(Data extracted from a collection)

+ + + +

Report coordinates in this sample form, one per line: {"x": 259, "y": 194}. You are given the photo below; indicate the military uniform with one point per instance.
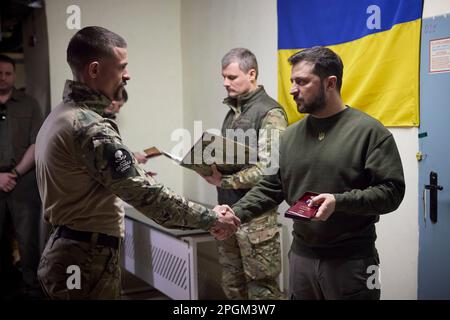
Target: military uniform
{"x": 18, "y": 132}
{"x": 251, "y": 258}
{"x": 82, "y": 170}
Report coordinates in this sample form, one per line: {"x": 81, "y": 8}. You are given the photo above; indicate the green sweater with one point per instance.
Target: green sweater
{"x": 356, "y": 159}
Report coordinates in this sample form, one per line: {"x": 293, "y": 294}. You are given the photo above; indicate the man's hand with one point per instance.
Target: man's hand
{"x": 226, "y": 224}
{"x": 215, "y": 178}
{"x": 7, "y": 181}
{"x": 140, "y": 157}
{"x": 327, "y": 204}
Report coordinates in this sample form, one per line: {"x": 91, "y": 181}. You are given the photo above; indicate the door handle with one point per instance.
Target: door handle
{"x": 434, "y": 188}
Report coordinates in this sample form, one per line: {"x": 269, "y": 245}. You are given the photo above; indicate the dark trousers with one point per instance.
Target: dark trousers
{"x": 333, "y": 279}
{"x": 23, "y": 206}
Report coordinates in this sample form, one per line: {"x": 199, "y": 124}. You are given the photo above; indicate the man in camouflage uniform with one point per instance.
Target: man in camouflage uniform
{"x": 83, "y": 169}
{"x": 251, "y": 258}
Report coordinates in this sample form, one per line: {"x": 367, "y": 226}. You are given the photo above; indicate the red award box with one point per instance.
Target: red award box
{"x": 300, "y": 209}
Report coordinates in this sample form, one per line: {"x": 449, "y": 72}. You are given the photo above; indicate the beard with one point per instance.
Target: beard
{"x": 315, "y": 105}
{"x": 118, "y": 95}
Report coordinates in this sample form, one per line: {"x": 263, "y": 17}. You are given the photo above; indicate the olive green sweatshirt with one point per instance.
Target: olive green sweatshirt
{"x": 350, "y": 155}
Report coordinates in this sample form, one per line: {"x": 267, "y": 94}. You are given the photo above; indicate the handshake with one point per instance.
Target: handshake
{"x": 226, "y": 224}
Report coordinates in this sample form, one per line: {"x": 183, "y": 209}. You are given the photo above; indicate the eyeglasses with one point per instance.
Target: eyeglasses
{"x": 2, "y": 112}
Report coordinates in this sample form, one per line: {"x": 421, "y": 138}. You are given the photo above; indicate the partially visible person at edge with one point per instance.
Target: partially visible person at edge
{"x": 20, "y": 120}
{"x": 351, "y": 160}
{"x": 83, "y": 168}
{"x": 251, "y": 259}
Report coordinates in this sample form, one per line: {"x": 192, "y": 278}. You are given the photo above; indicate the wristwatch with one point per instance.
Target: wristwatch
{"x": 16, "y": 172}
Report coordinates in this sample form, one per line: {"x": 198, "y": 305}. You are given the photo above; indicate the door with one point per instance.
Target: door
{"x": 434, "y": 160}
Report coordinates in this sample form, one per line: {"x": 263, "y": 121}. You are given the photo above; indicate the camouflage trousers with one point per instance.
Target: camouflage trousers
{"x": 71, "y": 269}
{"x": 251, "y": 260}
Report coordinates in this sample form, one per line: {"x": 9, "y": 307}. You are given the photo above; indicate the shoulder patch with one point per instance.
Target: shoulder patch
{"x": 121, "y": 163}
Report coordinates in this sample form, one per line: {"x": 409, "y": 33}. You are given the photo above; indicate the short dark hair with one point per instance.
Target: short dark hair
{"x": 326, "y": 63}
{"x": 124, "y": 95}
{"x": 244, "y": 57}
{"x": 90, "y": 44}
{"x": 4, "y": 58}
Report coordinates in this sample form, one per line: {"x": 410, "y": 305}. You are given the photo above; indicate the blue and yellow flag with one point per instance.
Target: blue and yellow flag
{"x": 378, "y": 41}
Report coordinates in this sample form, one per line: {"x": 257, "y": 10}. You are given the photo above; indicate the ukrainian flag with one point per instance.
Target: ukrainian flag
{"x": 378, "y": 41}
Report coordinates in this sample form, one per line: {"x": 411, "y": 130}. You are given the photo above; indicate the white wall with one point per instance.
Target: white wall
{"x": 435, "y": 8}
{"x": 36, "y": 58}
{"x": 152, "y": 31}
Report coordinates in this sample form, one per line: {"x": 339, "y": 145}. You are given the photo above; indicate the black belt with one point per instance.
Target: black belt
{"x": 85, "y": 236}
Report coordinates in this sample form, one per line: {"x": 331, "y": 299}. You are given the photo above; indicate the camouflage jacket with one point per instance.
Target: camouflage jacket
{"x": 272, "y": 125}
{"x": 83, "y": 166}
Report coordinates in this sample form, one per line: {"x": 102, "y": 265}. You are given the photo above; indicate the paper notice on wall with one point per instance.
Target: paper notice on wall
{"x": 440, "y": 55}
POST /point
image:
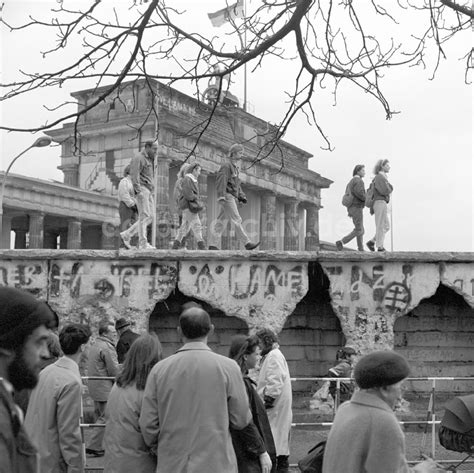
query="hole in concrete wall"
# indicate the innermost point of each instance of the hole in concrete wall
(312, 333)
(437, 338)
(164, 320)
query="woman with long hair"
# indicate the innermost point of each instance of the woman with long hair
(254, 446)
(125, 449)
(382, 190)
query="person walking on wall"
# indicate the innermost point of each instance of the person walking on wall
(125, 449)
(126, 338)
(142, 175)
(102, 362)
(191, 399)
(254, 446)
(128, 209)
(54, 412)
(229, 194)
(381, 191)
(191, 205)
(355, 195)
(365, 436)
(274, 387)
(24, 324)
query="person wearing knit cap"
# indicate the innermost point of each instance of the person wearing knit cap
(24, 329)
(366, 436)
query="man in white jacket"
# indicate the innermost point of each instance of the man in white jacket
(274, 387)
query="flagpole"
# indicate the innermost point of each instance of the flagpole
(245, 65)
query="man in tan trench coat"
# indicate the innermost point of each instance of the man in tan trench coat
(190, 399)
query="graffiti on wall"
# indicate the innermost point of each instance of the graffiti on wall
(369, 297)
(261, 293)
(30, 276)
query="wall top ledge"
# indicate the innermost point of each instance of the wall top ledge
(187, 255)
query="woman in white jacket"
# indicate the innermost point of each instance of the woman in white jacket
(274, 387)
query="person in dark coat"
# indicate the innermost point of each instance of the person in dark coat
(126, 338)
(24, 324)
(251, 447)
(355, 188)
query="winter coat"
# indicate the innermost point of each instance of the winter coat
(17, 453)
(356, 188)
(53, 417)
(228, 182)
(365, 438)
(191, 398)
(249, 445)
(125, 449)
(274, 380)
(102, 361)
(382, 188)
(141, 172)
(124, 344)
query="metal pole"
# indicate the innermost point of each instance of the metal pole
(155, 178)
(3, 190)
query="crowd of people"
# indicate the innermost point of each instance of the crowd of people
(194, 411)
(136, 201)
(376, 199)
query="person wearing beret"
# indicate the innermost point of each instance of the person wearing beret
(366, 436)
(24, 329)
(126, 338)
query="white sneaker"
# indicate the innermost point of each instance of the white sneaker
(126, 240)
(146, 246)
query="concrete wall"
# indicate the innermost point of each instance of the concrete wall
(419, 304)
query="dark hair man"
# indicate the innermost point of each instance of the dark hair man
(54, 411)
(356, 190)
(24, 324)
(229, 194)
(190, 400)
(126, 338)
(142, 175)
(102, 361)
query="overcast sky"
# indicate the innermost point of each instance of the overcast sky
(429, 143)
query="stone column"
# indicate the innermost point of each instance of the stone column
(268, 221)
(312, 228)
(163, 216)
(6, 231)
(74, 231)
(203, 194)
(290, 239)
(20, 239)
(71, 174)
(36, 230)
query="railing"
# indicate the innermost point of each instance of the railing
(430, 421)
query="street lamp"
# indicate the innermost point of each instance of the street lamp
(40, 142)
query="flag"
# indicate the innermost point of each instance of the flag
(229, 13)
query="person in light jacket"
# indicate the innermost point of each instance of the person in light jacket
(54, 411)
(189, 203)
(191, 399)
(366, 436)
(125, 449)
(102, 362)
(356, 189)
(274, 387)
(382, 191)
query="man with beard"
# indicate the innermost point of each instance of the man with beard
(24, 324)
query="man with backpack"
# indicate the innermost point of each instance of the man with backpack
(354, 200)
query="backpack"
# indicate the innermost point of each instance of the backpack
(369, 196)
(313, 461)
(347, 198)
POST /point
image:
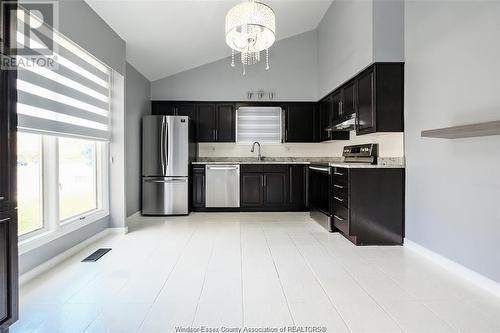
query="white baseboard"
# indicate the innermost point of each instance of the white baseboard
(42, 268)
(118, 231)
(455, 268)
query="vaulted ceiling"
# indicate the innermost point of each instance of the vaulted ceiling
(165, 37)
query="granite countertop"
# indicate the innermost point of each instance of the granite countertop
(383, 162)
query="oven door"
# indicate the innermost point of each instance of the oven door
(319, 195)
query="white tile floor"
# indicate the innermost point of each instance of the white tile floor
(254, 270)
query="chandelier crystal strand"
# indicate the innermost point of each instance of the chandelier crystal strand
(250, 29)
(267, 59)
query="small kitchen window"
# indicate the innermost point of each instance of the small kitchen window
(263, 124)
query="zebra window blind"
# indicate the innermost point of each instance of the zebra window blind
(263, 124)
(71, 98)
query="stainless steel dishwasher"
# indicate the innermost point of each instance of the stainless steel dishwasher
(222, 188)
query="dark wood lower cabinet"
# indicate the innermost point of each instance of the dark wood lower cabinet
(251, 194)
(198, 187)
(368, 205)
(275, 189)
(263, 187)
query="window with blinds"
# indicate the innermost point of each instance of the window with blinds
(70, 98)
(263, 124)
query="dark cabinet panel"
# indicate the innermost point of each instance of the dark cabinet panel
(198, 187)
(251, 190)
(380, 99)
(225, 126)
(297, 187)
(366, 103)
(205, 127)
(186, 110)
(299, 122)
(165, 108)
(348, 99)
(336, 105)
(325, 115)
(275, 189)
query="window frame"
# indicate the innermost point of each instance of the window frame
(53, 226)
(281, 124)
(42, 203)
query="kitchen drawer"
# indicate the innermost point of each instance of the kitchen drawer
(340, 174)
(251, 168)
(341, 223)
(340, 198)
(281, 168)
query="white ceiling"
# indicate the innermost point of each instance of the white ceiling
(165, 37)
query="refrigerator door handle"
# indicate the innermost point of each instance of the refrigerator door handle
(171, 180)
(167, 139)
(162, 143)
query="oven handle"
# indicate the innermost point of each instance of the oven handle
(320, 169)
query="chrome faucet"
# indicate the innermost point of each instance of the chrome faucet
(259, 157)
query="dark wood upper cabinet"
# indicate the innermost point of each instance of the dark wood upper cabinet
(366, 103)
(380, 99)
(205, 127)
(336, 105)
(165, 108)
(226, 123)
(325, 115)
(349, 99)
(300, 122)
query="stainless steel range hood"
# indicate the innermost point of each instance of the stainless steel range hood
(346, 123)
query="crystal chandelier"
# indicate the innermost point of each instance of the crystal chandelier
(250, 29)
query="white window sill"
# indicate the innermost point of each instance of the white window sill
(48, 236)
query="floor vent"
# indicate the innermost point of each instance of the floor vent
(96, 255)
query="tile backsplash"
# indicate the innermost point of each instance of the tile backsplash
(390, 145)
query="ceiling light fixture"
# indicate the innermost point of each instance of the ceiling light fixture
(250, 29)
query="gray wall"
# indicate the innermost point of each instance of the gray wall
(452, 78)
(137, 104)
(81, 24)
(355, 33)
(292, 76)
(345, 42)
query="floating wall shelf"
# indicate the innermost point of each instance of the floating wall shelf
(465, 131)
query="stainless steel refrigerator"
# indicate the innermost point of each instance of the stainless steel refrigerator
(166, 154)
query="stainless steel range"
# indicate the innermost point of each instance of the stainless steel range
(321, 182)
(365, 153)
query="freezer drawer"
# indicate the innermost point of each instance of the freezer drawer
(165, 196)
(222, 189)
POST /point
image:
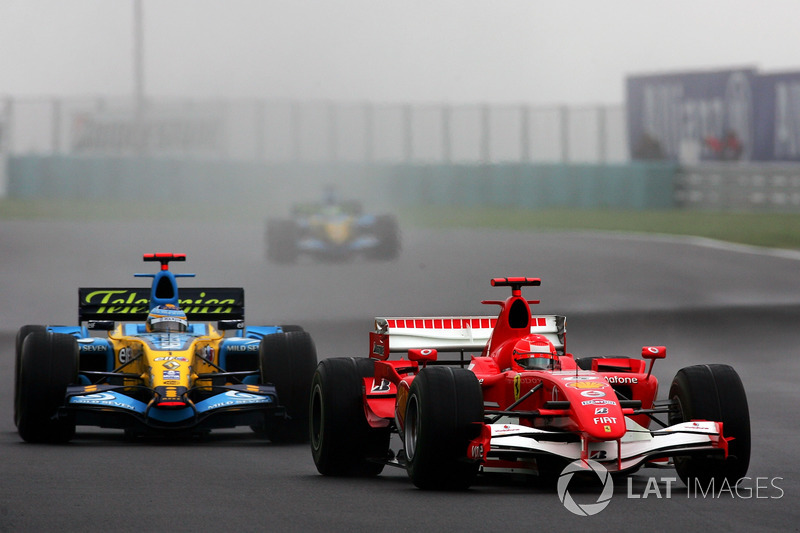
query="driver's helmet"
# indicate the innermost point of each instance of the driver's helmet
(534, 352)
(166, 318)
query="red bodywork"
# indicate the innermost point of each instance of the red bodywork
(591, 404)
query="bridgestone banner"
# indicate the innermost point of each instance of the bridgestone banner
(727, 115)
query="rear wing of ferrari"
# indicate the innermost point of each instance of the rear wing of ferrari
(132, 304)
(453, 333)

+ + + +

## [WORK TO COMPLETE]
Give back exactly the lines above starting at the line where "Target: red award box" appears and ending at the line where "wristwatch with one point per instance." appears, both included, with no other lines.

## [EXPECTED ANSWER]
Target: red award box
{"x": 300, "y": 209}
Report coordinates in this sample form, one per line: {"x": 449, "y": 72}. You are given the photo above; indicate the beard with one point per instance.
Target: beard
{"x": 315, "y": 105}
{"x": 118, "y": 95}
Report coordinates in this sample form, one per line: {"x": 263, "y": 17}. You are given the photo above; indicate the olive green sweatshirt with one point per instance.
Target: olive green sweatshirt
{"x": 350, "y": 155}
Report coordinates in this sample form, one per line: {"x": 267, "y": 94}. You are given the photo above; indicate the handshake with one point per instance.
Target: handshake
{"x": 226, "y": 224}
Report coordinates in this sample form, one per line: {"x": 183, "y": 209}. You are given the photo above; indicate the eyeglasses with one point per instance.
Target: eyeglasses
{"x": 2, "y": 112}
Report coordinates in this sample form, one per line: {"x": 421, "y": 138}. You are given the photo above; indicate the partially visible person at edge with one point per instance.
Target: partially visible person at edge
{"x": 20, "y": 120}
{"x": 351, "y": 160}
{"x": 83, "y": 168}
{"x": 251, "y": 259}
Report coordinates in this sample form, one per line: {"x": 192, "y": 278}. You are given the photo above; indicate the wristwatch with one point per instance.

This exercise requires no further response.